**REQUIREMENT:** Copy out the passage below about Christmas stress word for word, starting at "There is also" and ending after "does not enjoy.".

**SELECTED PASSAGE:**
__________________________________________________

Christmas is not one event. It is a slow escalation. More social events. More noise. More decisions. More things to remember. More unspoken rules. More pressure to participate. More pressure to enjoy it. By the time anyone tells me to relax and recharge, I am already braced. Already tired. Already behind.

What makes Christmas hard is not one specific thing. It is the way everything stacks. Christmas parties and events arrive in quick succession. There is an expectation to mask more, to be sociable, to pretend you are having fun doing things that are actively overwhelming. There are suddenly far more decisions to make. Who to buy gifts for. What to buy. Whether it is enough. Whether it is appropriate. Remembering to actually buy it. Then wrapping it. Then sending it. The same again with Christmas cards, including the paralysis of knowing what to write and the guilt if you do not send one. The anxiety that someone might get you a gift and you have misjudged the situation.

Christmas morning itself is another quiet stress point that rarely gets named. Watching other people open gifts you have bought them is not relaxing. It is a performance review running in real time. Will they like it. Did I get it right. Did I misjudge what mattered. Did I spend too much or not enough. At the same time, opening gifts from others brings its own layer of vigilance. I become acutely aware of my face, my reactions, whether I look grateful enough, whether my expression matches what is expected. I am monitoring myself constantly, checking that my responses land correctly, that I am not too flat or too intense, that I am performing appreciation in a way that feels acceptable. None of this is conscious choice. It is masking on autopilot. And it happens at the very moment when I am supposed to be relaxed, present and enjoying myself.

There is also the question of where you will spend the holidays. That anxiety is not just about a change in routine, but about how you will get there, what the travel will involve, and how much control you will lose along the way. Shopping becomes unbearable. Shops are busy. Transport is busy. Noise is everywhere. Work ramps up toward an artificial end of year deadline, which disrupts routine just when routine is most needed. Where I live in Scotland, the weather often turns at the same time. Fewer long walks. More rain. Wet clothes. Cold. The specific sensory misery of being damp and overstimulated. The light draws in. There is less daylight, less vitamin D, more artificial light, and more time spent indoors under conditions my nervous system does not enjoy.

All of this builds long before Christmas Day arrives.

What it produces in me is not festive stress. It produces stress, guilt, shame, and fear of overload. Stress because the demands keep stacking. Guilt because I know I am not meeting expectations, even when I am trying. Shame because everyone else seems to cope, or at least perform coping, and I assume the problem must be me. Fear because I know what overload feels like, and I can sense it approaching weeks in advance.

My default response has always been to push through. It feels like trying to run away in a nightmare, legs heavy, knowing something is coming and being unable to escape. Gift buying is a perfect example. Other people seem to choose easily. They see something and think, this will be perfect. My mind goes blank. The fear of getting it wrong, of disappointing someone, of choosing something that does not land, shuts down access to imagination entirely. Pressure does not motivate me. It paralyses me.

__________________________________________________

**EXCERPTED DATA:**
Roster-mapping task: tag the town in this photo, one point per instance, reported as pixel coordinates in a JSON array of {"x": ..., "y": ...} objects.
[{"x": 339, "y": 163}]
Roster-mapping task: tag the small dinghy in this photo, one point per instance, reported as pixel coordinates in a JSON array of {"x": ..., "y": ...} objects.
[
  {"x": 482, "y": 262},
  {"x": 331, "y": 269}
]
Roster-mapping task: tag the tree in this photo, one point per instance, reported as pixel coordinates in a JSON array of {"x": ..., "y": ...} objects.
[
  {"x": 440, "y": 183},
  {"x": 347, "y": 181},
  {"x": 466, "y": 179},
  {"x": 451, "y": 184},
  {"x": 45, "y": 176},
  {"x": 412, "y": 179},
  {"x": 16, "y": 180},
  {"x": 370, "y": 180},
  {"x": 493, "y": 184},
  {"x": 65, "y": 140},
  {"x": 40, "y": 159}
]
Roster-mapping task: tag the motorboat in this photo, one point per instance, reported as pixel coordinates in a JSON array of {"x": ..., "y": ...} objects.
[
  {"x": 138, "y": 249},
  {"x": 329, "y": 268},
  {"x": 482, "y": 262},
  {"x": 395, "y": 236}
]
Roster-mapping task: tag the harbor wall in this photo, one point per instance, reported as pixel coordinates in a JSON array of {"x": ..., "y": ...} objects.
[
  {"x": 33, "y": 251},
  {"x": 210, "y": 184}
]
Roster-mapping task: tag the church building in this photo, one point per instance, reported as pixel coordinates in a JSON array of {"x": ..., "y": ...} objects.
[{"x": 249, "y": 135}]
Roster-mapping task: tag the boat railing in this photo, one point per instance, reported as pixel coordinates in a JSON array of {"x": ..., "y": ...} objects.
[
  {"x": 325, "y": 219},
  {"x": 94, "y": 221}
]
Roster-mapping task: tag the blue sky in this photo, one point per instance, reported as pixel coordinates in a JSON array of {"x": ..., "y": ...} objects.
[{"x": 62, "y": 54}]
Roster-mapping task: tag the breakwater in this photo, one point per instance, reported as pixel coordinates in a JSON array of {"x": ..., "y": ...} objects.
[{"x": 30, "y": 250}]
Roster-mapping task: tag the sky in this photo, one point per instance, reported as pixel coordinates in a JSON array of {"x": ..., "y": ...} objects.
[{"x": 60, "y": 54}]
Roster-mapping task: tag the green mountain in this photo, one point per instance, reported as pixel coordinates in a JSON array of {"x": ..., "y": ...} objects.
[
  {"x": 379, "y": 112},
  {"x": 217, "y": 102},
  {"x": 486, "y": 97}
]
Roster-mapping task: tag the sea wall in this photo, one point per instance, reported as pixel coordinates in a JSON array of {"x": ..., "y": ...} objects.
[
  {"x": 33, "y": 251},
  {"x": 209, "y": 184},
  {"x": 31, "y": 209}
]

__________________________________________________

**TASK OUTPUT:**
There is also the question of where you will spend the holidays. That anxiety is not just about a change in routine, but about how you will get there, what the travel will involve, and how much control you will lose along the way. Shopping becomes unbearable. Shops are busy. Transport is busy. Noise is everywhere. Work ramps up toward an artificial end of year deadline, which disrupts routine just when routine is most needed. Where I live in Scotland, the weather often turns at the same time. Fewer long walks. More rain. Wet clothes. Cold. The specific sensory misery of being damp and overstimulated. The light draws in. There is less daylight, less vitamin D, more artificial light, and more time spent indoors under conditions my nervous system does not enjoy.